(Saved data entries)
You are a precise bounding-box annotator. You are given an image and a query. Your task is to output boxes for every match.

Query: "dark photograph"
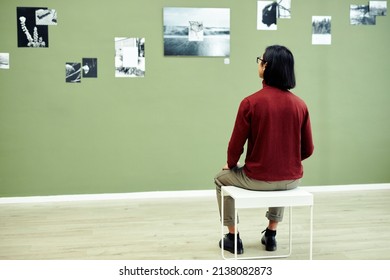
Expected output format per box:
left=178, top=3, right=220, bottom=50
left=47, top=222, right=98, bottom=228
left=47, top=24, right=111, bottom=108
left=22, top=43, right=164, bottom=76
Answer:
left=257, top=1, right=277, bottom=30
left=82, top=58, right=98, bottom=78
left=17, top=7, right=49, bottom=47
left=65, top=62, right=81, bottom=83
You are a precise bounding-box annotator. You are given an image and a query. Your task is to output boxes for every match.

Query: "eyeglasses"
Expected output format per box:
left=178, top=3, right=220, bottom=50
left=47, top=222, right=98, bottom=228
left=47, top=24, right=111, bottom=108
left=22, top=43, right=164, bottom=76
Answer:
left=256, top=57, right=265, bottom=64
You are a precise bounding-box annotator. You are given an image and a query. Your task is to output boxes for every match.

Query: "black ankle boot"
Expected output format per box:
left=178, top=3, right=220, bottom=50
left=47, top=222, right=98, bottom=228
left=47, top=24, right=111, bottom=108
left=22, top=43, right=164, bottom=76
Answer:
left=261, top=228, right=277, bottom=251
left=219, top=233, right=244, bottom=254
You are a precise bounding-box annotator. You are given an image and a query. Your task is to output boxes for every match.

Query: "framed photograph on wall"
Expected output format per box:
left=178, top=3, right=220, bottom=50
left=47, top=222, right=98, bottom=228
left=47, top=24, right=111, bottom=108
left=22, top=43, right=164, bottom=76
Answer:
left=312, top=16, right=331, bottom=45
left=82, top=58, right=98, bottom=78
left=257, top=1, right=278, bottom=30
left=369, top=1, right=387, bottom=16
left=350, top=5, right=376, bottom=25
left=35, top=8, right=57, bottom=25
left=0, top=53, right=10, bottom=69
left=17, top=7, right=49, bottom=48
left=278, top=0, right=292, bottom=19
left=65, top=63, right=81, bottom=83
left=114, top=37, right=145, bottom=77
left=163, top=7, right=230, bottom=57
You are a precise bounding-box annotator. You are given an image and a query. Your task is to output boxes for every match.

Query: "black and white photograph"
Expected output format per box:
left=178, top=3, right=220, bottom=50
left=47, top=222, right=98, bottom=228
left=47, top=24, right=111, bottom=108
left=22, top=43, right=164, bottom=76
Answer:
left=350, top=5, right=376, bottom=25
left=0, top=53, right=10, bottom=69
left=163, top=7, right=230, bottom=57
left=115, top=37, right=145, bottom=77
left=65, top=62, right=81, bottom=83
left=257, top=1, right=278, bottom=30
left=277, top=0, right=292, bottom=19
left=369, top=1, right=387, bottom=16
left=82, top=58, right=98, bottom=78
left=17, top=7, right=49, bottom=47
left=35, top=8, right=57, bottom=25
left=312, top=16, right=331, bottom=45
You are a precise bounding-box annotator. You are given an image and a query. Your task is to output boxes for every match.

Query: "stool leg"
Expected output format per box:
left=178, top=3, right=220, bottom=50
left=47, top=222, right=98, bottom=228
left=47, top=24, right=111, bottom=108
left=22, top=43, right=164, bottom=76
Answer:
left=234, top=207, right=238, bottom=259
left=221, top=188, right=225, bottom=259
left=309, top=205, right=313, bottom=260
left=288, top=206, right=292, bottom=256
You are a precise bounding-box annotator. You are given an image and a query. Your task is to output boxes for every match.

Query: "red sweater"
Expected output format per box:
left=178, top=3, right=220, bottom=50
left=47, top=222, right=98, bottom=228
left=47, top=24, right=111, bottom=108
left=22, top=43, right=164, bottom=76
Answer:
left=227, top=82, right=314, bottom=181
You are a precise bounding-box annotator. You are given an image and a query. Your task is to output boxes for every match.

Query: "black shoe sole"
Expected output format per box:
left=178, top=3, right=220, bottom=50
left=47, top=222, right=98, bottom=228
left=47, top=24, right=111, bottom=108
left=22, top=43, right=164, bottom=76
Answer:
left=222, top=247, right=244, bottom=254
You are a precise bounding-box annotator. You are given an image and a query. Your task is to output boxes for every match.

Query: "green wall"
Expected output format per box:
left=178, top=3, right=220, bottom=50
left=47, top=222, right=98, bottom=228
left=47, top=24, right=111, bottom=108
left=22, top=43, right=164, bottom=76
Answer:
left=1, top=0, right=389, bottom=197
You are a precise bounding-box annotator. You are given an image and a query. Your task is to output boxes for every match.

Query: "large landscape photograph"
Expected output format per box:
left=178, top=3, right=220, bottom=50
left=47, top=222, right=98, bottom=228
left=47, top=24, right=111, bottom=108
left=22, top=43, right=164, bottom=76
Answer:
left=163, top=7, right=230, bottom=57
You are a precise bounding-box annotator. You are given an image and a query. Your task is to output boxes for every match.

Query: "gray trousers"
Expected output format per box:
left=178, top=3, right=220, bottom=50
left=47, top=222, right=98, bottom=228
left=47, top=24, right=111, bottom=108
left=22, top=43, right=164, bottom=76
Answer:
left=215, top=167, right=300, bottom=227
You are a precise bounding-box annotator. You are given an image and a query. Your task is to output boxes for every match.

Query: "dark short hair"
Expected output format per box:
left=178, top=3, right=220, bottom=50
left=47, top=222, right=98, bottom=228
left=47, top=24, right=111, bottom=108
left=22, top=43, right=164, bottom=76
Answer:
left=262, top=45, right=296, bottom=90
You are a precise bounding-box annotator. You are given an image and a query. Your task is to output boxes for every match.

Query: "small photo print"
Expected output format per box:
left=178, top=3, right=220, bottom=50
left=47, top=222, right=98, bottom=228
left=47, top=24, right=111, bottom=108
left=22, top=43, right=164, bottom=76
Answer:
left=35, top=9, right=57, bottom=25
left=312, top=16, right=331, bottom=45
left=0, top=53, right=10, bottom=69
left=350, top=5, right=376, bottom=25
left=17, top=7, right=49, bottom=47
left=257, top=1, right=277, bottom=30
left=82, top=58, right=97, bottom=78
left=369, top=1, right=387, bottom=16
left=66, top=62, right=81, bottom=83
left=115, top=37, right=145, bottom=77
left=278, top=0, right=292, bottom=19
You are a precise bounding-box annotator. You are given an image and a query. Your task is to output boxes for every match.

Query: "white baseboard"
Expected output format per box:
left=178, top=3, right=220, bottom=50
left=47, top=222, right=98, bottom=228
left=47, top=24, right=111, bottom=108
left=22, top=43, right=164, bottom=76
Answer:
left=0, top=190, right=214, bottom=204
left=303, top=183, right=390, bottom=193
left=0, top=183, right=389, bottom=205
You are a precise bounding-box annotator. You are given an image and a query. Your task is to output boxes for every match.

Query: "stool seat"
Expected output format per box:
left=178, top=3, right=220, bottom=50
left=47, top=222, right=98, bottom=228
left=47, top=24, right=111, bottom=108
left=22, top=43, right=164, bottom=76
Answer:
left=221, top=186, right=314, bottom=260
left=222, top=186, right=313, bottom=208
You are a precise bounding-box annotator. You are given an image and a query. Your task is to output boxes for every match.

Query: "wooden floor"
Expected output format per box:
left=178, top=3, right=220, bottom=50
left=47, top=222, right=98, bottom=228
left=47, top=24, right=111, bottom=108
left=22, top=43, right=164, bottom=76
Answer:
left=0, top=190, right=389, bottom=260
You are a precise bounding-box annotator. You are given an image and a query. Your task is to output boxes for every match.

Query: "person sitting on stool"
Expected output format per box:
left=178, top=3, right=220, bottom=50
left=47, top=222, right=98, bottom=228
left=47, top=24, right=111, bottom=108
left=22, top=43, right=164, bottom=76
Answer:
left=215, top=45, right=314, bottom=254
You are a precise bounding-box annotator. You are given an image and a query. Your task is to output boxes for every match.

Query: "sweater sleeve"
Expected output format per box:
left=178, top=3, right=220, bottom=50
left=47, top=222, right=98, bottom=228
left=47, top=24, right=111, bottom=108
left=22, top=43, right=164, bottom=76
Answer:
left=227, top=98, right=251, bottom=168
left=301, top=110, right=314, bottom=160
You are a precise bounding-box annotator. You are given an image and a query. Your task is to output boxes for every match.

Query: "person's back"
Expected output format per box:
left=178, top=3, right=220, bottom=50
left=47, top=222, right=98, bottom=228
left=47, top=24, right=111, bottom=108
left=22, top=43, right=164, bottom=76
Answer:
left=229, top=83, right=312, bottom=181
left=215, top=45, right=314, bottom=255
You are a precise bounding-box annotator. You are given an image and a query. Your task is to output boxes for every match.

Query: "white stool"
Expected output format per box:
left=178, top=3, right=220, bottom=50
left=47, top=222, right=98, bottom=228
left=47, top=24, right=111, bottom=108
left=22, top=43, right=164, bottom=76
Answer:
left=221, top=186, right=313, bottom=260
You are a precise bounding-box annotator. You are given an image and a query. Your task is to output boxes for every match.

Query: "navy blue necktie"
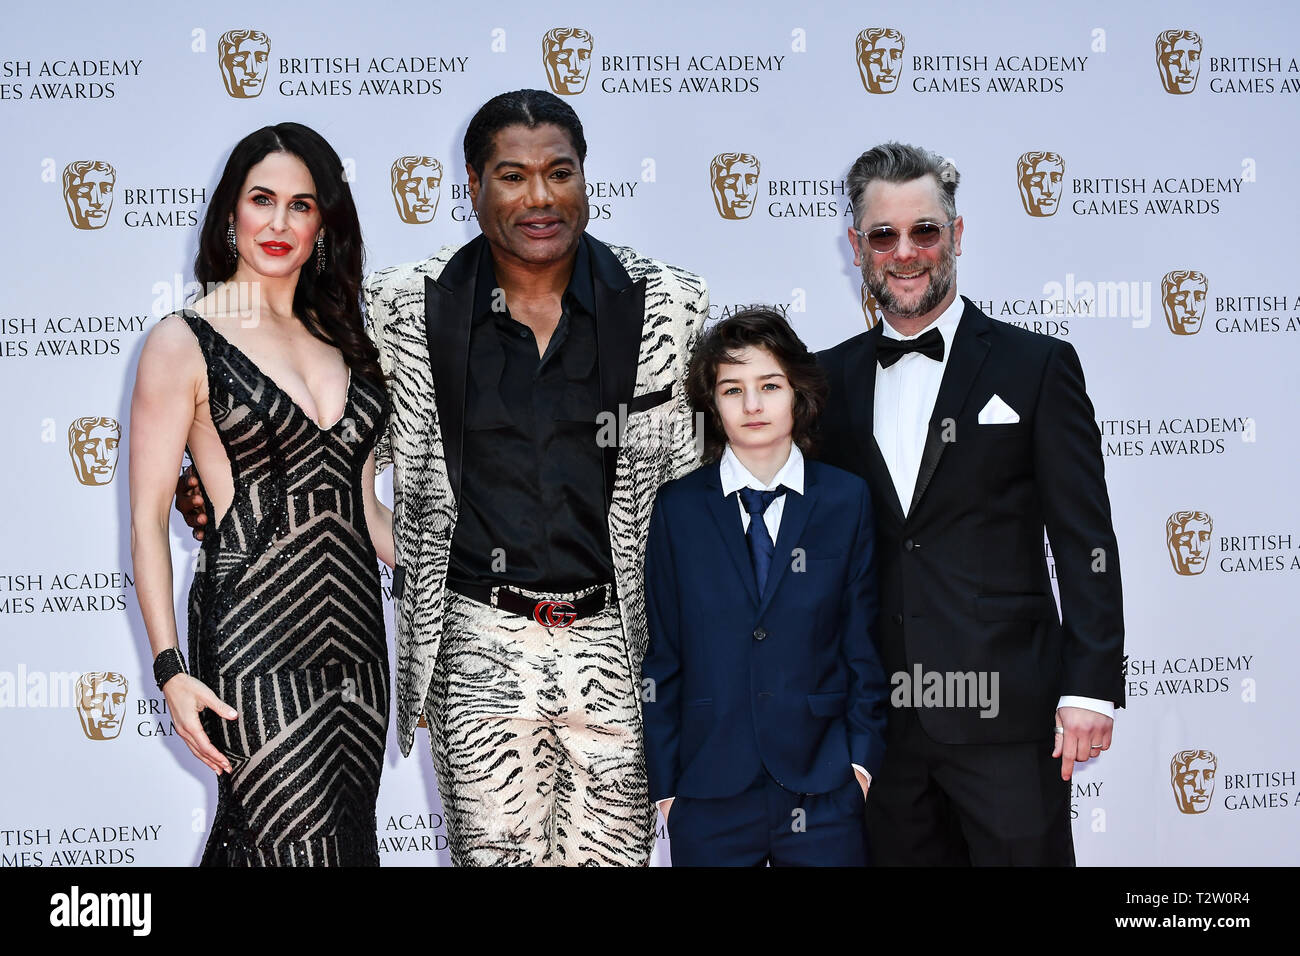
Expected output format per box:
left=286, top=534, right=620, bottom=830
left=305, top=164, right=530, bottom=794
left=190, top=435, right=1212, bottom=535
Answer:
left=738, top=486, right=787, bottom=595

[The task]
Could you find every line in the records above that contains the word "stool" and copy it?

[Result of this task]
Query: "stool leg"
Query: "stool seat"
Query: "person sitting on stool"
Query: "white stool"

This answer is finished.